-- Start EXCERPTED DATA --

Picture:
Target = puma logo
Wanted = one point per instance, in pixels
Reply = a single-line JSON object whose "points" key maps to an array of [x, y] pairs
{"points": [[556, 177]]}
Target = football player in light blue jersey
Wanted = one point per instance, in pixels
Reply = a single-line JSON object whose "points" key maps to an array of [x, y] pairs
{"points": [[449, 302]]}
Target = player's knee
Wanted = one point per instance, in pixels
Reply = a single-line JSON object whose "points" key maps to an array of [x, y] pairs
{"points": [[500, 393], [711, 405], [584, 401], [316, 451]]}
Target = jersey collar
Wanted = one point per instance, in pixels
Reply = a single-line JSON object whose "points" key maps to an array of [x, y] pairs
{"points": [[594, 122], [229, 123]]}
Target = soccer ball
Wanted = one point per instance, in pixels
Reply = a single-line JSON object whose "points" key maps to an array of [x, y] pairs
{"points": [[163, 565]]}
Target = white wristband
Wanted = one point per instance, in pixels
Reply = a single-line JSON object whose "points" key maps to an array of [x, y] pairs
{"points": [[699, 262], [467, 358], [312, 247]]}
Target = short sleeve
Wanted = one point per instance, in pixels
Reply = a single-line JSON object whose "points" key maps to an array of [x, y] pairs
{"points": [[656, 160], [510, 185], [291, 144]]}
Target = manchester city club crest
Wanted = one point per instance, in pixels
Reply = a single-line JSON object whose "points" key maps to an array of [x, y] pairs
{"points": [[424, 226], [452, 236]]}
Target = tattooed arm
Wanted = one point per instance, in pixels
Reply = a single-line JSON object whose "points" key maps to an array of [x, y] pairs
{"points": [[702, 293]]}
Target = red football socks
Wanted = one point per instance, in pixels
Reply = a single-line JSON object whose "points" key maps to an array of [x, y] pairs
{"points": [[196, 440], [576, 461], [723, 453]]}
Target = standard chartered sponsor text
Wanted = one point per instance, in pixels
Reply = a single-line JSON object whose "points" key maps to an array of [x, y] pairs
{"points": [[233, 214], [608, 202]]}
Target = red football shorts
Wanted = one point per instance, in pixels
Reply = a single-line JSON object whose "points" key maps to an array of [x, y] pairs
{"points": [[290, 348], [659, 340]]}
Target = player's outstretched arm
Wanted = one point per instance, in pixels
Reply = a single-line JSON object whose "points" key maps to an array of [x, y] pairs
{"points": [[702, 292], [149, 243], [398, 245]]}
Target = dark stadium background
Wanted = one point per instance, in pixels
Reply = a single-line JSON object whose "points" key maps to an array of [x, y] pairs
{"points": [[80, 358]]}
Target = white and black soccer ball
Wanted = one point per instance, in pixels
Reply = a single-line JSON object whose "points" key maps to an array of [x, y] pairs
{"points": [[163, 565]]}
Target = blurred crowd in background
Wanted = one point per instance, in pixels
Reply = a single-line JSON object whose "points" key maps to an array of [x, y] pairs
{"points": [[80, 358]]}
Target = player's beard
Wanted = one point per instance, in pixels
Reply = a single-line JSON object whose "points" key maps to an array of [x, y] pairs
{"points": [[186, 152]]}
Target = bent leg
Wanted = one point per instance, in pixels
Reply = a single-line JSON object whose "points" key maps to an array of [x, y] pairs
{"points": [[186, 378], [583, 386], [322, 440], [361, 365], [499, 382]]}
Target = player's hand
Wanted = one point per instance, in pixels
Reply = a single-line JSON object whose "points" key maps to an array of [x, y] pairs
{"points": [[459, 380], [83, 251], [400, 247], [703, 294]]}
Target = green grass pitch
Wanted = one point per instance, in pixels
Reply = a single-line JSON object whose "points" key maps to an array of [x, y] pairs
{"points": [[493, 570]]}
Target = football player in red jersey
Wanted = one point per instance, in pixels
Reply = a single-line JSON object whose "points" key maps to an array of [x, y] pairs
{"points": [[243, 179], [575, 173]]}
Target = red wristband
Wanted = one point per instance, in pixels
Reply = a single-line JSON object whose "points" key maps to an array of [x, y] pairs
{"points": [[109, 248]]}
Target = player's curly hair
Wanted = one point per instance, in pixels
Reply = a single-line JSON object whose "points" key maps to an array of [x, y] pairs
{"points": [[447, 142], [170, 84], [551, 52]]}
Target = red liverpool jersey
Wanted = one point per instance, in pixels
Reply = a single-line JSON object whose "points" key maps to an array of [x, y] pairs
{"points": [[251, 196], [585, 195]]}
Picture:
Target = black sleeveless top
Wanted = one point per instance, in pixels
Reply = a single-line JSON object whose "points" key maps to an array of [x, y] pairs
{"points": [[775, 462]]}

-- End EXCERPTED DATA --

__WRITTEN INSTRUCTION__
Above are some records; repeat all of them exactly.

__EXERCISE OUTPUT__
Picture:
Target = puma logo
Wanted = one point per instance, in pixels
Reply = a single-line JSON object whose "points" key maps to an array of [x, y] pairs
{"points": [[556, 177]]}
Target = football player in light blue jersey
Wanted = one point per instance, in pixels
Reply = a single-line JSON object whose "points" key maps to an array of [x, y] pairs
{"points": [[449, 302]]}
Target = player's knee
Wanted = one point per instance, in pixels
Reply = a single-line JSON object whose "points" key maps to an array of [x, y] pairs
{"points": [[500, 393], [711, 405], [584, 401], [316, 451]]}
Target = jersey collar
Wanted = one point per instance, in pixels
Reply = a single-line JSON object whose "points" key maps to an array of [x, y] pairs
{"points": [[594, 122], [229, 123]]}
Target = soccer ball
Wanted = one point per instance, in pixels
Reply = a single-line JSON object whose "points" key maps to an array of [x, y] pairs
{"points": [[163, 565]]}
Target = white wristband
Wanted = one point per instance, in pixels
Reply = a single-line JSON object whose "points" key maps to an array of [x, y] pairs
{"points": [[699, 262], [467, 358], [312, 247]]}
Target = short sleeve
Wanted = one point per instance, in pixels
Reply = a single-line JSON object whose "points" key maps to an array of [x, y] pairs
{"points": [[656, 160], [510, 185], [291, 144]]}
Target = manchester city club crest
Wanted = one point per instance, in pixels
Reply = a single-line JSON object whose "points" key maps to an array of [x, y] pairs
{"points": [[424, 226], [452, 236]]}
Target = tattooed arm
Wanted = one point per instance, in pixels
Reply = a single-line JSON object whose "points" key maps to an array of [x, y] pairs
{"points": [[702, 293]]}
Target = red football socks
Wanted = one point per instance, in pixels
Reply = a single-line JSON object whose "points" key maps to an array of [x, y] pairs
{"points": [[196, 440], [576, 461], [723, 453]]}
Target = standard chartered sponsor text
Wanted = one point per instance, in pixels
Reply = a single-line JSON object whose "points" key maps to an array of [x, y] pairs
{"points": [[233, 214], [608, 202]]}
Target = red football shorts
Wanted = one point per instance, in pixels
Reply = a single-line JSON object whose "points" key maps to an array of [x, y] pairs
{"points": [[290, 348], [659, 340]]}
Target = player's outstretched arm
Wanted = one point per instance, in pixels
Reply = a single-line JSON object whose "points" key maps to an array of [x, y] pairs
{"points": [[702, 292], [149, 243], [398, 245]]}
Target = dark stadium background
Wanted = one point per instance, in pixels
Reply = a single-line JSON object whose "points" key maps to an array of [x, y] pairs
{"points": [[80, 358]]}
Target = white and black soccer ball
Wanted = one point per instance, in pixels
Reply = a single-line JSON object whose "points" key maps to an array of [x, y] pairs
{"points": [[163, 565]]}
Target = blurred crowd in background
Wanted = one point per instance, in pixels
Reply = a single-line JSON object whose "points" key maps to an array of [x, y] pairs
{"points": [[80, 358]]}
Target = player's beard
Wanted = one point per instance, in pixels
Reply = a single-line JSON object whose "points" key maps to an array of [x, y] pairs
{"points": [[186, 152]]}
Target = bent leg
Wanted = one point per instance, in pixels
Reply = a single-line JSON object whose "points" key maps to an array of [x, y] pairs
{"points": [[186, 378], [583, 386], [322, 440], [361, 365], [499, 382]]}
Target = player's hand
Wanted = one point per instance, in pixels
Reply = a single-line JSON object whose "points" key maps to an array of [x, y] pairs
{"points": [[459, 380], [83, 251], [400, 247], [703, 294]]}
Target = green grass pitch
Wanted = one point per instance, in pixels
Reply = a single-line JSON object whose "points" key maps to an array of [x, y] pairs
{"points": [[493, 570]]}
Target = football player in red jersey
Wanted = one point per instance, in pixels
Reply = a single-line JSON object whose "points" key maps to an array of [x, y] pairs
{"points": [[243, 179], [575, 173]]}
Target = red wristband
Wanted = one point per instance, in pixels
Reply = a single-line JSON object whose "points" key maps to an array of [x, y] pairs
{"points": [[109, 248]]}
Target = player's curly hair
Wanted = one point per instance, in pixels
Reply = a single-line JSON object whose "points" key maps to an array of [x, y] pairs
{"points": [[447, 142], [170, 84], [551, 52]]}
Target = red liverpool jersey
Wanted = one point per instance, in pixels
Reply = a single-line JSON object whose "points" key maps to an array of [x, y] pairs
{"points": [[251, 196], [585, 195]]}
Picture:
Target = black sleeveless top
Wanted = one point per instance, in pixels
Reply = a single-line JSON object whose "points" key maps to an array of [x, y] pairs
{"points": [[775, 462]]}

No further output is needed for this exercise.